DOCUMENT EXCERPT -
start

OPEN SPACE – COUNCIL SHAM OVER THE ALMA CLUB

The Community/Council Plan recognises the importance of open space and states that Council “will actively seek new opportunities to increase and optimise open space” because it also recognises that Glen Eira has the least per capita open space in metro Melbourne (a per capita ratio that is further declining as development continues).  Reading this it would be reasonable to assume that when Council is presented with a rare opportunity to acquire the heavily discounted 7100 square metre Alma Sports Club site for $3m (located in a densely populated minimal change area), Council would at least seriously consider the opportunity and allow residents to express their wishes.  Alas not so.

end

ENTRIES SHOWN -
start

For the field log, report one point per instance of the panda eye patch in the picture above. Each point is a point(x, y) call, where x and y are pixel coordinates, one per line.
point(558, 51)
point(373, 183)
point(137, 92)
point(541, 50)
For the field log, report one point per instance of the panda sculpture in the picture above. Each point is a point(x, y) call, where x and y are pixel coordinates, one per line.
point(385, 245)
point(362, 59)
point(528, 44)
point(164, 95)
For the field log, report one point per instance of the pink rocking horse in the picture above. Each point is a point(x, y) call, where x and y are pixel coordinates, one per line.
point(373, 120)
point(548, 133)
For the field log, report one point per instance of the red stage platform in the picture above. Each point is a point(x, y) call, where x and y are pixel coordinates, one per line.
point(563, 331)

end

WRITTEN TASKS -
**1.** Translate this sentence from the piece on the Alma Club site into Spanish: "Reading this it would be reasonable to assume that when Council is presented with a rare opportunity to acquire the heavily discounted 7100 square metre Alma Sports Club site for $3m (located in a densely populated minimal change area), Council would at least seriously consider the opportunity and allow residents to express their wishes."
**2.** Write the next part of the piece on the Alma Club site and open space in Glen Eira, starting after its final sentence.
You won't need the material.

ANSWERS FOR THE TASKS -
**1.** Al leer esto, sería razonable suponer que, cuando al Ayuntamiento se le presenta la rara oportunidad de adquirir por 3 millones de dólares el terreno del Alma Sports Club, de 7100 metros cuadrados y con un fuerte descuento (ubicado en una zona densamente poblada de cambio mínimo), el Ayuntamiento al menos consideraría seriamente la oportunidad y permitiría a los residentes expresar sus deseos.

**2.**
When presented with this unique opportunity early this year, Council has rejected the offer without any meaningful dialogue with the club and has yet to discuss the offer in an open Council Meeting.  The end result of Council’s rejection appeared in the The Age, 28th July, 2012  – the site is now “expected to sell for about $8 million and,  following a rezoning, make way for a $100-million plus village with commercial and residential components, according to sources”.    GERA believes this offer (an $8m site for $3m) was worthy consideration and open discussion at a Council Meeting.  By rejecting the offer, Council has shown a lack of vision and a failure to invest in the future of Glen Eira.

Background

The 85 year old Alma Sports Club, located in the narrow, dead end Wilks Street, Caulfield North, occupies a 7100 square metre site. The site (in a residential area and only accessible from Wilks Street) features squash courts, 3 entous cas tennis courts, bowling green, car park and a generous club house with recently renovated facilities (restaurant, function rooms, bar and a cabaret venue).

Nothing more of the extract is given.